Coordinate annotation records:
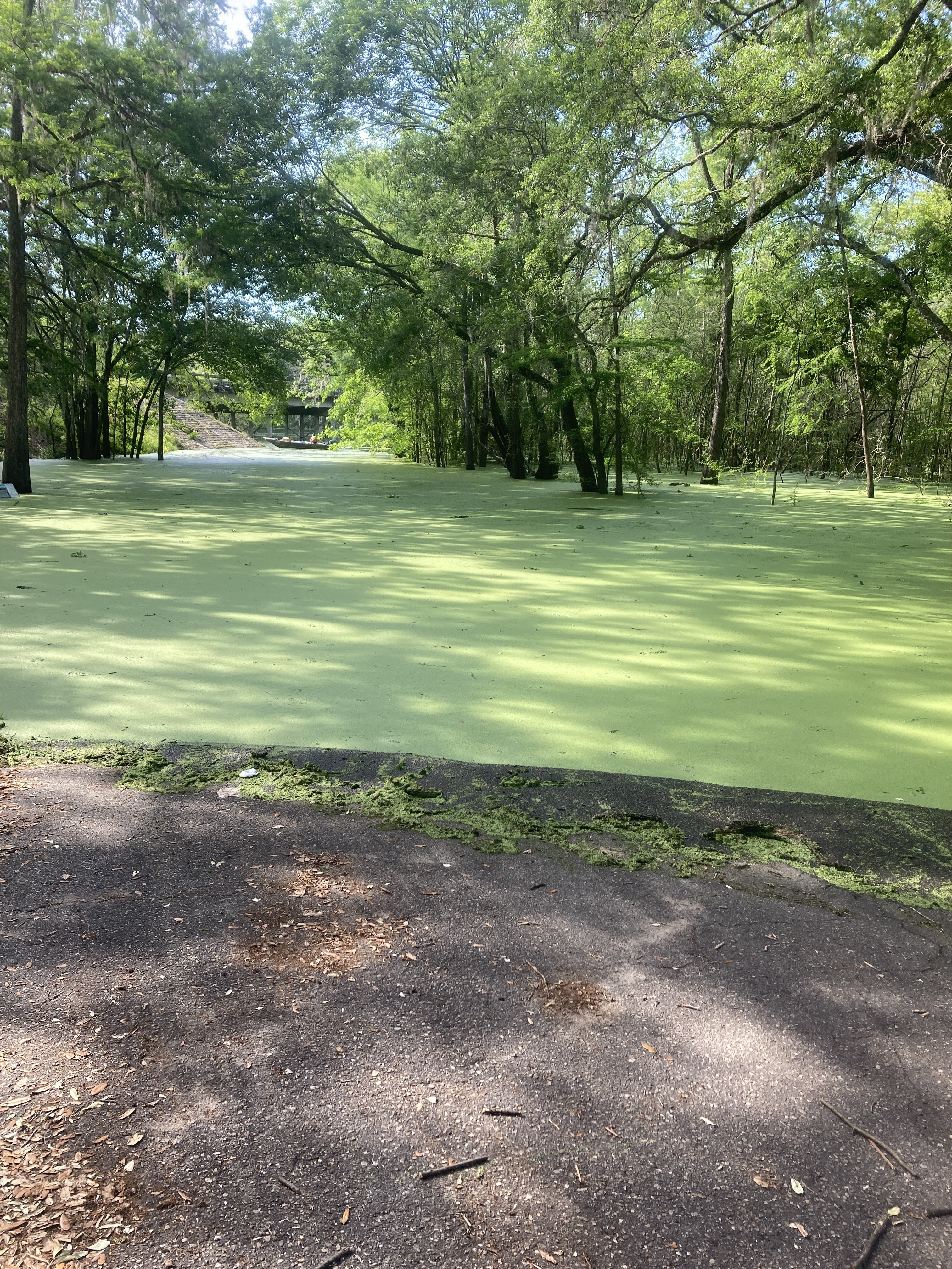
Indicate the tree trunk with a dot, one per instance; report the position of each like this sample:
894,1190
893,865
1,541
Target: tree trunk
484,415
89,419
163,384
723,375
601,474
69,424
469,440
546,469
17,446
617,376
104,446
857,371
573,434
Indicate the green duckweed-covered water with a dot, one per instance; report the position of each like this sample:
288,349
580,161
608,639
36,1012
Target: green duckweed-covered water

Requirement:
Reproduce every one of the records above word for word, leaving out the pictures.

Final result:
Indicate the tree trunk with a dot, one per instance; report the position of each like this sample:
894,1190
893,865
1,541
Target: tree trunk
484,415
89,419
163,384
723,375
601,474
69,424
469,440
546,469
17,446
617,376
104,446
857,371
573,434
Indicate the green duckweed-covered water with a dot, one per instance; report the position of each like this sample:
288,349
580,161
608,639
36,1012
Target: green duckweed-covered water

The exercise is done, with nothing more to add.